__Texte fourni__:
○ ○ ○ ○ ○ ○ ○
Cameroun: Pièces et petites coupures de billets de banque introuvables à Bafoussam

Sans être une journée spéciale, le samedi est un jour de grande affluence au principal marché de Bafoussam, le marché A.

Les clients sont plus nombreux, les transactions importantes. Apparemment, chacun trouve son compte. Mais depuis peu, les échanges se compliquent, en raison de la rareté de la monnaie. Le 21 mai 2016, à 16h25, un chef d’établissement scolaire se pointe dans une librairie papeterie, à l’intérieur du marché. 237online.com Pour payer un paquet de livrets scolaires, il débourse 10.000F. Plutôt que de se réjouir de cette affaire de dernière minute, dans laquelle il gagne au moins 1000F, selon ses propres dires, le commerçant est mécontent. Il doit rembourser. « La monnaie dans ce marché, c’est un problème ! », lance-t-il, à la surprise de son client. « Puis-je trouver la monnaie de 10.000 chez toi ? », interpelle-t-il en suppliant respectivement un, puis deux, et enfin trois voisins. « J’ai le même problème. Je dois rembourser 1.500F à cette cliente mais il n’y a pas », dit l’un d’eux.

Le commerçant s’excuse et va à la recherche de la monnaie. 20mn après, il n’est pas rentré. Ses voisins, compatissants pour le pauvre enseignant, décident de collecter l’argent de leurs caisses pour le rembourser, en attendant le retour de leur concurrent. Le premier hésite, l’autre fouille sa caisse et sort deux billets de 500F, le troisième des pièces pour 375F. La somme ne suffit pas. Puis arrive le libraire, essoufflé. « Il m’a fallu aller loin », lance-t-il en guise d’excuse, en jurant de ne plus s’amuser avec les quelques pièces qu’il a obtenues à la station-service.
○ ○ ○ ○ ○ ○ ○
__Enregistrements affichés__:
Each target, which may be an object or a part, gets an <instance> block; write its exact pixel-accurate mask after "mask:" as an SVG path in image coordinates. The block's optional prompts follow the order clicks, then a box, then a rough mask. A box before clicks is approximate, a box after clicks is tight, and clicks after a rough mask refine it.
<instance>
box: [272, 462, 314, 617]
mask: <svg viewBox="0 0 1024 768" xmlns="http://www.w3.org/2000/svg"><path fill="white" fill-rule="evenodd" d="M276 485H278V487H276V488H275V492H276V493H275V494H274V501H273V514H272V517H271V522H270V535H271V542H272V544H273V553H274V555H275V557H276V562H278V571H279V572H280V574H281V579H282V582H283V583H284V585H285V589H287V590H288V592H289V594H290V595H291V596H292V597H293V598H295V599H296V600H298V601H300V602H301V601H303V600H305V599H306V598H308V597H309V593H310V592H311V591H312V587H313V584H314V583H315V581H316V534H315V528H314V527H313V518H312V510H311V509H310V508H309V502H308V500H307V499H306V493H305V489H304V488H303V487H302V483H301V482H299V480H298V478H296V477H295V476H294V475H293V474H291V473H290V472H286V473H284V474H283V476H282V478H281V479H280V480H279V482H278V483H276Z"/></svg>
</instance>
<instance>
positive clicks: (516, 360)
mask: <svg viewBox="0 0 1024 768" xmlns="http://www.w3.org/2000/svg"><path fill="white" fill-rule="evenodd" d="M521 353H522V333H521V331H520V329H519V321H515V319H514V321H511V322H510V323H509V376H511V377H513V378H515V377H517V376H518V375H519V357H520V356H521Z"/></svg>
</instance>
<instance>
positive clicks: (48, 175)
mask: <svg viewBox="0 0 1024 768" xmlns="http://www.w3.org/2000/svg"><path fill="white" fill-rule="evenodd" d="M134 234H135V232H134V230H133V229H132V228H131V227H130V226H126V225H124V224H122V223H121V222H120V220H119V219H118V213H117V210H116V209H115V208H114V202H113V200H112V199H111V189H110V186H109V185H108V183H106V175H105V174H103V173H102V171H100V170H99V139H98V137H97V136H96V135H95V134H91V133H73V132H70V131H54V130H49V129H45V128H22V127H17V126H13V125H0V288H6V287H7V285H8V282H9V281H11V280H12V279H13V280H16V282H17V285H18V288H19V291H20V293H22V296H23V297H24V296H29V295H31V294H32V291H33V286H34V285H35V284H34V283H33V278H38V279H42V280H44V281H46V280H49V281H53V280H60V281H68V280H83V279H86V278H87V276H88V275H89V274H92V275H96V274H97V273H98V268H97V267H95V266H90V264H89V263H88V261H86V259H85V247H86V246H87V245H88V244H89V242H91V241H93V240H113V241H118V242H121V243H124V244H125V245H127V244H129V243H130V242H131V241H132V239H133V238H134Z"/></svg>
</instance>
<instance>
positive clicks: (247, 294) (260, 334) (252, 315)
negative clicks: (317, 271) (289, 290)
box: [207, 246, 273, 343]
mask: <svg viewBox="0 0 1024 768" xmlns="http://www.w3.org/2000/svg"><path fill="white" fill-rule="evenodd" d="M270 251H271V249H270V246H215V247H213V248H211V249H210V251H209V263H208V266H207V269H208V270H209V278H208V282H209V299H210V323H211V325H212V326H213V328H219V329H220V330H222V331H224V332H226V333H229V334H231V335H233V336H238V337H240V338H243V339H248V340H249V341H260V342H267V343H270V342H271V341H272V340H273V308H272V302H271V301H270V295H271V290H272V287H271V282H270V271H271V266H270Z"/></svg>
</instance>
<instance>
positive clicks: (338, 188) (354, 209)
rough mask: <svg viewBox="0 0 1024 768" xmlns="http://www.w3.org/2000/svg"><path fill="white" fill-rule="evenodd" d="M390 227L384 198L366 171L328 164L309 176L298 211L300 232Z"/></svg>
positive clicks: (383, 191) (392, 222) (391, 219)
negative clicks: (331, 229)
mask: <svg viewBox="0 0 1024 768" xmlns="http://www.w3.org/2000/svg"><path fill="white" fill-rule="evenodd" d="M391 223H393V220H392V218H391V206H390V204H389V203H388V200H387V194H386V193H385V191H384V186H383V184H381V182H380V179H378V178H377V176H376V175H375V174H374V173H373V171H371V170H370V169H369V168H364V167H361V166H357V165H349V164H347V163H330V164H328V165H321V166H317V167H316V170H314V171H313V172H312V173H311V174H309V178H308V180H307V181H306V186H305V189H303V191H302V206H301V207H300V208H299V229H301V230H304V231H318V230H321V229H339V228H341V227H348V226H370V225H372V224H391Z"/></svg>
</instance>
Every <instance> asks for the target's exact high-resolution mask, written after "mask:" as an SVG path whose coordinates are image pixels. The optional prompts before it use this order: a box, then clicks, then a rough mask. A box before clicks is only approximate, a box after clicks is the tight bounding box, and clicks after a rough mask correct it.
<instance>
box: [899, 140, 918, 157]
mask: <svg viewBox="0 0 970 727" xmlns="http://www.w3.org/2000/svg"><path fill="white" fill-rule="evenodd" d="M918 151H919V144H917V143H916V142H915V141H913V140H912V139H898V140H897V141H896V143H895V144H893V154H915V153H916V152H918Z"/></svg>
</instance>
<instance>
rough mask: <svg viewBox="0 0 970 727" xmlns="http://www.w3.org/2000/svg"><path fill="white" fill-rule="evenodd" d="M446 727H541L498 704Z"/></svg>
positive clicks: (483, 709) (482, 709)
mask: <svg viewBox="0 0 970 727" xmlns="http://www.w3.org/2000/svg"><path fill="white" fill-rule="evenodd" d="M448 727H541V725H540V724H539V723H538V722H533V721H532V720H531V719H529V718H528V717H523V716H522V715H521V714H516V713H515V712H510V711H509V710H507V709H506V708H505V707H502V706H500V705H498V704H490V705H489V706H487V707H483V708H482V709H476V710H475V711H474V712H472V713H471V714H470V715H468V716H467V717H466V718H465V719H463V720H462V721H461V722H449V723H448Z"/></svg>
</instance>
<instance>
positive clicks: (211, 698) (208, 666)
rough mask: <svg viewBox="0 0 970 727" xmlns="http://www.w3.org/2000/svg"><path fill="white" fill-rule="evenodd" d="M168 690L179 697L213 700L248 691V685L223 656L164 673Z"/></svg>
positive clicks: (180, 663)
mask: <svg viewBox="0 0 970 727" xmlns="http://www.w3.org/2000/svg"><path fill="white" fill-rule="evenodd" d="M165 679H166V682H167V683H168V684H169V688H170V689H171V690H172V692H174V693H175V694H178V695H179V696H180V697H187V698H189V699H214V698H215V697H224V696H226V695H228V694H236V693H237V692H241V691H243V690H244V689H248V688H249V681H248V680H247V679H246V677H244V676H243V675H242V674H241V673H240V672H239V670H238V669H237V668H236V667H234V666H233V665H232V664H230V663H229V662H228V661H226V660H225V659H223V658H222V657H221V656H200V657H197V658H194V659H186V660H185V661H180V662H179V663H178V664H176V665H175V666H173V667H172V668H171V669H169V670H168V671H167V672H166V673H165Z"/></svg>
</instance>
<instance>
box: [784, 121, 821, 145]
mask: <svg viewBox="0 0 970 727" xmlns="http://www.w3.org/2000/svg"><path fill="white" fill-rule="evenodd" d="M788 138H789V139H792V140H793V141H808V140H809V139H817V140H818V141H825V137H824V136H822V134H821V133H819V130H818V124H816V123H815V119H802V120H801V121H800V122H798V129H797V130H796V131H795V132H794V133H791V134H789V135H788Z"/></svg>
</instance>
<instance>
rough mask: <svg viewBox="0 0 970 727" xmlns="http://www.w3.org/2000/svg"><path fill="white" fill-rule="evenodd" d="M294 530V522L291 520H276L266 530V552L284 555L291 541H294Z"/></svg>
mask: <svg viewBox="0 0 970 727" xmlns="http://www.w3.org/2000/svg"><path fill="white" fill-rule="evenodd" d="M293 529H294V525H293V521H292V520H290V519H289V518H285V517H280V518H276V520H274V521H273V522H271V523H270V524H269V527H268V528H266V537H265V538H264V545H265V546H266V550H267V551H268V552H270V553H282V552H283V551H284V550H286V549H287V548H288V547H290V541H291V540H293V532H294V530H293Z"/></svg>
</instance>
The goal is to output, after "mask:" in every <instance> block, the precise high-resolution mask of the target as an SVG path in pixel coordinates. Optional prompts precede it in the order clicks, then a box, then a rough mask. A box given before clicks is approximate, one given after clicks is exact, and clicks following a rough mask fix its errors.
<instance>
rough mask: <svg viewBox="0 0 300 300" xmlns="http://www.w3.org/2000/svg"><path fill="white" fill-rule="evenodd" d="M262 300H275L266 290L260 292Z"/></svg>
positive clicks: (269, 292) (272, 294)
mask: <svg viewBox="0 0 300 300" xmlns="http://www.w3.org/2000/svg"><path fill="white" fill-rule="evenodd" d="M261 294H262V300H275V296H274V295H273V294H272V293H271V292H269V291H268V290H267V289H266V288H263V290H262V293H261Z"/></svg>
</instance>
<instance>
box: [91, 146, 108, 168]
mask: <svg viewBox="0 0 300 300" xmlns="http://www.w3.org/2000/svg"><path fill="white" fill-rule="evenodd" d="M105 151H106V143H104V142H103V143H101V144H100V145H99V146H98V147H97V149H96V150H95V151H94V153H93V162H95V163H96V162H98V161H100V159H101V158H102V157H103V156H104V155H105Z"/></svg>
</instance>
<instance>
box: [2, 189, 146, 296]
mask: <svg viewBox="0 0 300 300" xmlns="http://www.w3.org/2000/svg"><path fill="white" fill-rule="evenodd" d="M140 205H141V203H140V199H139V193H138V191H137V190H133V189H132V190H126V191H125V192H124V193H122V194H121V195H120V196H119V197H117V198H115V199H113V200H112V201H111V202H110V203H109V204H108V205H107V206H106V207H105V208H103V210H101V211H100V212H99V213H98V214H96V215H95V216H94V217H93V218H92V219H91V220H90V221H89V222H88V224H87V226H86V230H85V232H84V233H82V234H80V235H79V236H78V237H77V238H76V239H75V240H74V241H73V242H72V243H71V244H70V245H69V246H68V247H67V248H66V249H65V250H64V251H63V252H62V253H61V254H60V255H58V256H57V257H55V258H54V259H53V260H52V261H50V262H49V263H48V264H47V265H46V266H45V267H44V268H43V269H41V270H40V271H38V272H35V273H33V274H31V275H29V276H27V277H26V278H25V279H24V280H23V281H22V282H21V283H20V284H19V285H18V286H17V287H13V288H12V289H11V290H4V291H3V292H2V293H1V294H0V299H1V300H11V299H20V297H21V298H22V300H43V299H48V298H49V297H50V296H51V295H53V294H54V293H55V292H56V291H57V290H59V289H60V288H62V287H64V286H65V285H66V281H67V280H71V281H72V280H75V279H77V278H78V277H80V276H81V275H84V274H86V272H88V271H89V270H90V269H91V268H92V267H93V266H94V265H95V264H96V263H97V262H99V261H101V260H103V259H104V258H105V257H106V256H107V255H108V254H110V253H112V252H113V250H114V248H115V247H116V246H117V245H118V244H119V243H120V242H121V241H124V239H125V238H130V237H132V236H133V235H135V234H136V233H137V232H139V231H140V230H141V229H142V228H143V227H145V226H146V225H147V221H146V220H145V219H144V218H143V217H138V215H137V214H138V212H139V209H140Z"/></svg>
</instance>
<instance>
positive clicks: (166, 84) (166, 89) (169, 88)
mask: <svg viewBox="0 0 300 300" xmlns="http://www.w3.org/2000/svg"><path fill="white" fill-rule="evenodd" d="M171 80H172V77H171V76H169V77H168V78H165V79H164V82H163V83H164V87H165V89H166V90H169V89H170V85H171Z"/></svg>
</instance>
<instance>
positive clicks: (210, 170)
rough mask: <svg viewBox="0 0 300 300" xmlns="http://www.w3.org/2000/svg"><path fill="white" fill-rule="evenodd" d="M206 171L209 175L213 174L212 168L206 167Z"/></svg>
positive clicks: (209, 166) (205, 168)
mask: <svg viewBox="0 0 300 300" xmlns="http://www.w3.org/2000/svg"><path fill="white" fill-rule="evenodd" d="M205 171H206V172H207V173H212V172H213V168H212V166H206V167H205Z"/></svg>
○ ○ ○ ○ ○ ○ ○
__Consigne__: D'après le texte fourni, où le libraire avait-il obtenu les quelques pièces dont il disposait ? Les enregistrements n'ont aucun lien avec le texte fourni.

__Réponse attendue__: À la station-service.